**TEXT PASSAGE:**
----------
General

Authentication

How often is a device typically authenticating against RADIUSaaS?

This is difficult to answer as it depends on the behavior of your users, clients and networking gear (APs, NACs, switches). Additionally, it is important to note that RADIUSaaS will neither

  • trigger an authentication, nor

  • send a termination request via its accounting port to the client, potentially triggering a re-authentication.

If you feel your devices are authenticating very frequently (multiple times an hour) without the user constantly restarting the client, then this could be for the following reasons:

  • The network controller doesn't authenticate the client fast enough for the client to join the network, so the client attempts to authenticate again. Check the network controller to see if/when it is receiving an answer from RaaS.

  • The network controller is re-initiating authentication. Check the network controller for what might be causing this.

RADIUSaaS Admin Portal

How can I add the RADIUSaaS Admin Portal to My Apps?

Create the App

First you have to create an Enterprise app. To do this via the Azure portal, follow these steps:

  1. Login to your Azure account

  2. Go to Microsoft Entra ID

  3. Select Enterprise applications

  4. Click + New Application

  1. Click + Create your own application

  2. Give a name for the app (e.g. RADIUSaaS Portal)

  3. Choose Integrate any other application you don’t find in the gallery and

  4. Click Create

After that the app is set up, we now need to add users to it and configure the logo and link

Add Users and a Logo

  1. Under Manage go to User and groups - Add all users/groups who should be able to view/use your new URL tile and save

  2. Click Properties - Upload an image logo of your choice and save

  3. Click Single Sign-on - Select Linked mode - Then enter the URL you want and save.

Access My Apps

Your users should now be able to access the newly created link tile via My Apps.

RADIUS Return Attributes

In case you require other VLAN attributes than returned by default, please contact our support.

"WiMAX-VLAN-ID"

"Nexans-Port-Default-VLAN-ID"

"Dlink-VLAN-ID"

"UTStarcom-VLAN-ID"

"DHCP-IEEE-802.1Q-VLAN-ID"

"Motorola-WiMAX-VLAN-ID"

"Telrad-C-VLAN-ID"

"Telrad-S-VLAN-ID"

"SN-Assigned-VLAN-ID"

"Extreme-VM-VLAN-ID"

"Ruckus-VLAN-ID"

"Mikrotik-Wireless-VLANID"

"Egress-VLANID"

"HP-Egress-VLANID"

"Tunnel-Private-Group-Id"

Secondary Instance and Failover

How does a secondary instance behave in terms of failover?

A secondary instance means that you have at least a secondary RadSec server that works independently of your main instance but has the same configuration. If you have one, you can see multiple IP Addresses under RadSec IP Addresses.
----------
**TASKS TO CARRY OUT:**
a) In the RADIUSaaS FAQ, where can you see multiple IP addresses if you have a secondary instance?
b) Please extend the RADIUSaaS FAQ beyond its last sentence in the same style.
The material that comes after the RADIUSaaS FAQ stands apart from it.

Named region outline records
----------
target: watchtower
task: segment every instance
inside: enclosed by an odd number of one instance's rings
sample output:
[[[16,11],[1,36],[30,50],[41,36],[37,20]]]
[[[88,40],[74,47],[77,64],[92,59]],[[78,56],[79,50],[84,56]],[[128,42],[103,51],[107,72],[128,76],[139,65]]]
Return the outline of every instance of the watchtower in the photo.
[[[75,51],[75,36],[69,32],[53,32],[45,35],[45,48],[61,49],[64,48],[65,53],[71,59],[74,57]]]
----------
**TASK ANSWERS:**
a) Under RadSec IP Addresses.

b)
RadSec Connection

Since the RadSec servers are independent from each other, they will not handle any kind of failover. You should add both IP addresses/DNS entries to your Network controller which decides to which server the authentication requests are forwarded.

RADIUS Connection

With your RADIUS proxies, it's a little different: Your proxies are aware of each of your RadSec instances and their health states and thus will handle failover if the primary server fails.

Timers & Timeouts

What EAP parameters and timeouts should be configured?

Not every access point or switch (authenticator) provides you with the same amount of configuration options for EAP and general (RADIUS server) timeout parameters. Below overview presents the maximum set of parameters known to us and how they should be configured to allow for maximum reliability of the connection between the authenticator and RADIUSaaS.

RADIUS Server Timeout

5 seconds

EAP Parameters

EAP timeout

15 s

EAP max retries

5

EAP identity timeout

10 s

EAP identity retries

5

EAPOL key timeout

1000 ms

EAPOL key retries

4

Logs

How can I identify the public IP address (PIP) of the site from which an authentication originates?

To identify the PIP of the authenticating site for a particular authentication, the approach depends on whether you are using a RADIUS connection (via the RADIUS proxies) or a direct RadSec connection:

RadSec Connection

  • Navigate to Insights > Logs

  • Configure the relvant timerange / search window

  • Set the Logtype filter to details

  • Identify the relevant authentication (by correlating the timestamp and username)

  • Identify an ACCESS_REQUEST message (message > Packet-Type = Acess-Request) that belongs to the authentication under investigation

  • Expand the respective log entry

  • The PIP can be extracted from the message > Packet-Src-IP-Address property of the log entry.

RADIUS Connection

  • Navigate to Insights > Logs

  • Configure the relvant timerange / search window

  • Set the Logtype filter to proxy

  • Identify the relevant authentication (by correlating the timestamp and username)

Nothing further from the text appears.